■ **TASK DETAILS**
The material below should be written out in full and exactly; pictures stay out of the copy.

# # # # #

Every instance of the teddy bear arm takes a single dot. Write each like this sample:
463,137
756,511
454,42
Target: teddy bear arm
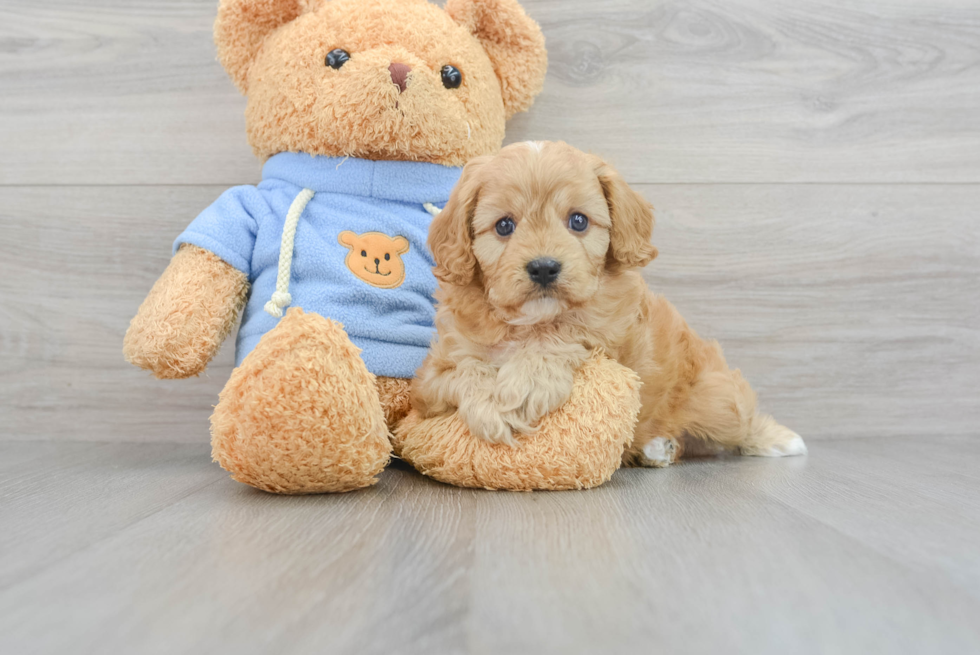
187,314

# # # # #

■ **ANSWER TO THE PROBLEM**
Every instance of the teddy bear arm takes a single dot. Write each like this sample:
463,137
756,511
454,42
Target: teddy bear arm
187,314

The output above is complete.